▸ Task material:
○ ○ ○ ○ ○ ○ ○

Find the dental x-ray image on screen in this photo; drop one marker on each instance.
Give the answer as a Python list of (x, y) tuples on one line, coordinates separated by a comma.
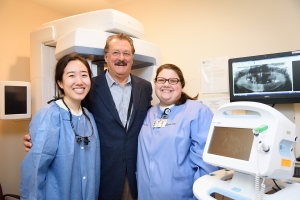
[(270, 78)]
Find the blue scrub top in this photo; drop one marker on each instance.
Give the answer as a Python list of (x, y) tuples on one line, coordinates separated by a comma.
[(170, 158), (57, 167)]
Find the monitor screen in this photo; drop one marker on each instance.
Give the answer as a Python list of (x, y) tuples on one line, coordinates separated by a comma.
[(270, 78), (15, 100), (231, 142)]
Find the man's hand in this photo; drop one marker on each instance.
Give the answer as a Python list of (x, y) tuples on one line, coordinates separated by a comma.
[(27, 143)]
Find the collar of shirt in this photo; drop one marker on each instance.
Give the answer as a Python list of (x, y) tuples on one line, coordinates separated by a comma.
[(61, 104), (111, 81)]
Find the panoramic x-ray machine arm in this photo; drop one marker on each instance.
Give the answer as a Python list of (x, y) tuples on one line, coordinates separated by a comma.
[(85, 34)]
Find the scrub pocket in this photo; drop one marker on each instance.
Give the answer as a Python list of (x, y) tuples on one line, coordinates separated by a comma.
[(183, 187)]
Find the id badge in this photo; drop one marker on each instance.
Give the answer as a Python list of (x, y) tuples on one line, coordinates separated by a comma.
[(156, 123)]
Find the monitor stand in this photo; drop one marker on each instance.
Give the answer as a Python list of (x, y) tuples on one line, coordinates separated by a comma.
[(240, 186)]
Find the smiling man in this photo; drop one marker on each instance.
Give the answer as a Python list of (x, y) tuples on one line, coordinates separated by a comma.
[(119, 102)]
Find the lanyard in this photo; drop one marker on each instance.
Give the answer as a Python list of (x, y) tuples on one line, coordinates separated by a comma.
[(160, 123)]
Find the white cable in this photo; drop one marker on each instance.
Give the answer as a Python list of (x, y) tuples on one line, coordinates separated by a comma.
[(257, 187), (262, 190)]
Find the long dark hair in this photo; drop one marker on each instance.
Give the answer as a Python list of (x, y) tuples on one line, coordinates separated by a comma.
[(177, 70), (59, 71)]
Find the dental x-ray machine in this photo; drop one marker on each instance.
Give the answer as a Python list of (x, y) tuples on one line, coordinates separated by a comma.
[(86, 35), (254, 149)]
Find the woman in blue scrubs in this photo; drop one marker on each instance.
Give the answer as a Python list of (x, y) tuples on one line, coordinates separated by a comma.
[(172, 140), (64, 161)]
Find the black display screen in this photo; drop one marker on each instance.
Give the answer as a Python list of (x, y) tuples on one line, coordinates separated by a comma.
[(270, 78), (15, 100), (231, 142)]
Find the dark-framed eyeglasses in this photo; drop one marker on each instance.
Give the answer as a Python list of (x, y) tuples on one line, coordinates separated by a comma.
[(172, 81), (118, 54)]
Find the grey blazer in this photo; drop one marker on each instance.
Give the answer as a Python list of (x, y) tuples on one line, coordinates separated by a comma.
[(118, 146)]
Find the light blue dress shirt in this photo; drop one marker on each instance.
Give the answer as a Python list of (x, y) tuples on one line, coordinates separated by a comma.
[(57, 167), (170, 158), (121, 96)]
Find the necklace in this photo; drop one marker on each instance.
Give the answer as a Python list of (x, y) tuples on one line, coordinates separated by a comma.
[(78, 137)]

○ ○ ○ ○ ○ ○ ○

▸ Written problem:
Format all of the records above as a two-column CSV with the headers record_text and answer, one row per record. Put each field in double quotes, replace line breaks with spaces, and leave the pictures out.

▸ Exercise result:
record_text,answer
"Find the dental x-ray image on screen in this photo; drop one marker on each instance. Give the answer as a Python list of (x, y) tuples on one line, coordinates separated by a comma.","[(270, 78)]"
"Find the blue scrub top in this photo; drop one marker on each instance. Give the answer as a Python list of (x, y) tuples on one line, coordinates separated by a comma.","[(170, 158), (57, 167)]"
"Find the monitor screen in this photo; drop one marker on each instance. Give the answer as a Python list of (x, y) tuples on one line, coordinates separated by a comma.","[(270, 78), (15, 100), (231, 142)]"
"Find the man's hand in this photo; drop one marker on each instance. Give the answer as a Python list of (x, y) tuples on one line, coordinates separated by a comma.","[(27, 143)]"
"Find the collar of shirt in this photo; drop one marker on each instance. Give the answer as a Python list of (x, y) tuples on one line, coordinates separated by a comma.","[(61, 104), (111, 81)]"
"Find the panoramic x-ray machine arm in this photo; drop one marker on each instance. Give the answer as a Python list of (x, y) tuples on one line, coordinates separated by a comma.","[(85, 34)]"
"Find the scrub pocket in this photo; drop one marker on each instance. Give the answer as a Python list of (x, y) tuples on one line, coordinates separated by a comma.","[(183, 187)]"
"Find the id badge in this photo; drop one marker on each instance. Give the answer as a Python list of (x, y) tuples on one line, coordinates separated by a comma.","[(156, 123)]"
"Find the monitor stand in this photo; drop one marker on each instance. Give the answer as a Python list of (x, y) tuples on one line, coordinates separated by a comma.","[(240, 186)]"
"Find the smiling man in this photo; drop one marker on each instance. Give the answer as a Python list of (x, y) tuples on one line, coordinates separated by a comma.","[(119, 102)]"
"Find the lanyard in this photo; drop one marker on each instance. Give the answer as a Python list of (x, y) tuples on one line, coordinates separated by a comma.","[(160, 123)]"
"Find the white cable in this photo; drop one marker on each instance. Give the answer as a Python list of (x, y) tuples on one line, coordinates separated by a comma.","[(257, 187), (262, 190)]"
"Find the long dark hair in this photo; drop one marker on each instance. Give the answer as a Python list of (x, y) tuples on one line, coordinates separated by a comma.","[(177, 70), (59, 71)]"
"Find the dental x-ray machine in this photo; drop one marker on each instance. Give the answer as a Python list of (x, y) tuples on one line, coordinates separated by a comma.","[(86, 35), (254, 149)]"
"Find the woman in blue scrubs in this photo; drop one marker on each instance. Give the answer as a Python list of (x, y) tuples on one line, coordinates separated by a comma.","[(172, 140), (64, 161)]"
"Find the black display screen in this photo; drop one marker on each instance. Give the answer as a Python list of (x, y) tuples on one line, coordinates separated by a comma.","[(270, 78), (15, 100), (231, 142)]"
"Find the dark-framed eyeglasses in this photo; drop one marker on each instance. Give the answer as a Python list of (x, y) tuples on one line, coordinates separated by a comma.","[(172, 81), (118, 54)]"
"Find the grey blazer in this photo; drop one marker on each instance. Give the answer as a Python list of (x, y) tuples on one line, coordinates separated by a comma.","[(118, 146)]"
"Find the light blue dress shirt in this photo; drop one marker on each instance. Give the answer as a Python list of (x, y) tuples on one line, coordinates separated by a comma.","[(57, 167), (170, 158), (121, 96)]"
"Find the necklace in this photo; drop one marker on each instance. Give the answer as a Python list of (x, y) tuples on one line, coordinates separated by a comma.","[(78, 137)]"